Data for this exercise:
◇ ◇ ◇ ◇ ◇

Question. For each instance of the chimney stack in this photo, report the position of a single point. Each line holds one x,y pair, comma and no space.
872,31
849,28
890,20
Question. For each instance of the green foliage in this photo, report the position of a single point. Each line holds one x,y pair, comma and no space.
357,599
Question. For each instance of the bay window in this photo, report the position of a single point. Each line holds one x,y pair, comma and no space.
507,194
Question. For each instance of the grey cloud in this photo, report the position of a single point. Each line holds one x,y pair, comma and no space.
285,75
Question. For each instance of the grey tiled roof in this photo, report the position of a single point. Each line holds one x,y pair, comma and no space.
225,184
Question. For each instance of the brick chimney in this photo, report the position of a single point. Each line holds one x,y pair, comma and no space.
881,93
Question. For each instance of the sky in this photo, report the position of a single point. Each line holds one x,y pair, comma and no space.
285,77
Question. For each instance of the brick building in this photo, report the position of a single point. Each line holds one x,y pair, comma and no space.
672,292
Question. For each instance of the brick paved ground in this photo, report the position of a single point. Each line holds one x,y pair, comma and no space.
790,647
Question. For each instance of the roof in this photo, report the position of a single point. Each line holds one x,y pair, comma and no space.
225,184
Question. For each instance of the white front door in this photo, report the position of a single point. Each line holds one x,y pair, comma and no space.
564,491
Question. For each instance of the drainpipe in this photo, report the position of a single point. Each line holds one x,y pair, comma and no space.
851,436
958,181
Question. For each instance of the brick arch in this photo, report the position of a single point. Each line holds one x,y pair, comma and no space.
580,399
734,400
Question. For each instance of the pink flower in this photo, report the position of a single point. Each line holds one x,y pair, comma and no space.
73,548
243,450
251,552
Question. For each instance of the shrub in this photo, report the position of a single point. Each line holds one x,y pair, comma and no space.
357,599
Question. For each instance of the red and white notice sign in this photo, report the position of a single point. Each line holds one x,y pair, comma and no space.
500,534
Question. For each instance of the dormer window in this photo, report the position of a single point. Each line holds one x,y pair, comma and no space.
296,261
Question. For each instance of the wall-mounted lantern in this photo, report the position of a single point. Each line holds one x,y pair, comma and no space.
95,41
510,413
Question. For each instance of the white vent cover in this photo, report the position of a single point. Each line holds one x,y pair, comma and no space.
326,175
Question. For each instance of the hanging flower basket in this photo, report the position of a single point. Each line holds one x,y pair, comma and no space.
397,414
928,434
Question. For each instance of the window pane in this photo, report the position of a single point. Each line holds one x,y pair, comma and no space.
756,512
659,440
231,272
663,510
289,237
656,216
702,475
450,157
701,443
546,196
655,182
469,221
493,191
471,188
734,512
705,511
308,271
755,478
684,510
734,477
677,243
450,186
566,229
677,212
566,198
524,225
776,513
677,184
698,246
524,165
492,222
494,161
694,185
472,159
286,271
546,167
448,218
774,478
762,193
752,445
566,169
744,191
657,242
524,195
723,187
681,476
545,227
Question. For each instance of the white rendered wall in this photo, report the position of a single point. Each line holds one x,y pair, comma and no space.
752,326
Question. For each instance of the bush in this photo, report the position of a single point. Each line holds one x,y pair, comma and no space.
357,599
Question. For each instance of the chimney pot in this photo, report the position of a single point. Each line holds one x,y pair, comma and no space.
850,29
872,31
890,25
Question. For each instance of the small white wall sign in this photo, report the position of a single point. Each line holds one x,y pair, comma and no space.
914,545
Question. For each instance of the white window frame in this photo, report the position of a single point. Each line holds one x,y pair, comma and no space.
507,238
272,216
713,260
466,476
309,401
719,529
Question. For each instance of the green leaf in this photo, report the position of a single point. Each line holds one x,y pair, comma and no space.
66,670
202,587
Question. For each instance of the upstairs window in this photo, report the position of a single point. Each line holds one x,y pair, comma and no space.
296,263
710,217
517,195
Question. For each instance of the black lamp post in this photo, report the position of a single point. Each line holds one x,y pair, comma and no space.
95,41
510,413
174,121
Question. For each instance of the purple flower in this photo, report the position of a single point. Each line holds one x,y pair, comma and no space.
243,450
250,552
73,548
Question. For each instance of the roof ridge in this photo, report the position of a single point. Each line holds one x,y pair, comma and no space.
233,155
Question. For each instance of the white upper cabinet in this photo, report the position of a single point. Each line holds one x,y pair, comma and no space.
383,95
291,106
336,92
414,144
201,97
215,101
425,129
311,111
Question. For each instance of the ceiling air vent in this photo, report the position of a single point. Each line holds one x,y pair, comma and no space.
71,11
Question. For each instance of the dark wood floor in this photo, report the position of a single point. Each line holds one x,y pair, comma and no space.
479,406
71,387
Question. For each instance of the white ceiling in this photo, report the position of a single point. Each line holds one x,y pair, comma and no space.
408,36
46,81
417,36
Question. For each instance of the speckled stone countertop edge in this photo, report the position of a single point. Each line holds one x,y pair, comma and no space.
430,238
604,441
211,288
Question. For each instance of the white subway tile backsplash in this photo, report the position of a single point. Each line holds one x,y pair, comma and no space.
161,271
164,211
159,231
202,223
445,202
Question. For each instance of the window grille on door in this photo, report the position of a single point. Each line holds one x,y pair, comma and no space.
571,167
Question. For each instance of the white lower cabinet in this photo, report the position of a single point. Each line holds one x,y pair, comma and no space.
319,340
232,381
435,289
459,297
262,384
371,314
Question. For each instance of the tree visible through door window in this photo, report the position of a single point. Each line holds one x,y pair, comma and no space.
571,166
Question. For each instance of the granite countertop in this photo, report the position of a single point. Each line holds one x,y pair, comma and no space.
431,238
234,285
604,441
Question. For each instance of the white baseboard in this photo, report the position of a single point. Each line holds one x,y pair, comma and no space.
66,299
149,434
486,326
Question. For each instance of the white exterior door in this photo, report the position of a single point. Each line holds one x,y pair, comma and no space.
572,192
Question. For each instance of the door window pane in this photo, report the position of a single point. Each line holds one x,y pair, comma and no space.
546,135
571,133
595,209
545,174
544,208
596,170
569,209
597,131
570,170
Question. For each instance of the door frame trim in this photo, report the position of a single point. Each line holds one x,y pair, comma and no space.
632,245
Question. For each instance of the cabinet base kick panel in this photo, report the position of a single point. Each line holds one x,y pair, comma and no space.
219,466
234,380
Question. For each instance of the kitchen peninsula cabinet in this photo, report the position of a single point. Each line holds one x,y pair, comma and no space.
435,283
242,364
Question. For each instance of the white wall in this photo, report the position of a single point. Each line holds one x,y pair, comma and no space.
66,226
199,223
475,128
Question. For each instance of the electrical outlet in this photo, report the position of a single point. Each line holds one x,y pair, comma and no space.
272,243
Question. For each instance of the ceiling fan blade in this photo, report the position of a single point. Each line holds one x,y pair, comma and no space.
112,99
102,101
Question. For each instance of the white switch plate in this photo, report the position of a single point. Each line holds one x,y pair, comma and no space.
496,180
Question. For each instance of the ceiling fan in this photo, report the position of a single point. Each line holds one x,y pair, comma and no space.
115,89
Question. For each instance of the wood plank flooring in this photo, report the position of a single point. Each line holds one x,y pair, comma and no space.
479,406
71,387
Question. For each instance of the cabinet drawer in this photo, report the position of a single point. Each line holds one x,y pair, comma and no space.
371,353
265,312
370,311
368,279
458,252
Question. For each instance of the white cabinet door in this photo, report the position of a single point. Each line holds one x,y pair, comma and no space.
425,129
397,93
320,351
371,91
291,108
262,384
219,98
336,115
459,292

◇ ◇ ◇ ◇ ◇

Goal of the exercise:
Exactly reproduce the lines that run from the line with "Question. For each instance of the ceiling fan in" through the last line of the records, inclusive.

Solution:
Question. For each instance of the ceiling fan in this photo, report the position of a single point. Each line holds one x,y pair, comma and no space.
115,89
Question. For each instance of the wood plank flooring in this photo, report the position of a single point. Each line holds one x,y pair, comma and no space.
479,406
71,387
Question. For each instance of the cabinet drawer in this photo, report the position of a single point. Each line holds one x,y pair, comma and no space.
371,353
265,312
370,311
368,279
458,252
Question. For each instance of the white cabinet door in this photo, report the position of a single point. Each line holds one x,y pair, comma and no space.
425,129
397,93
320,351
371,91
291,108
262,384
219,98
336,115
459,292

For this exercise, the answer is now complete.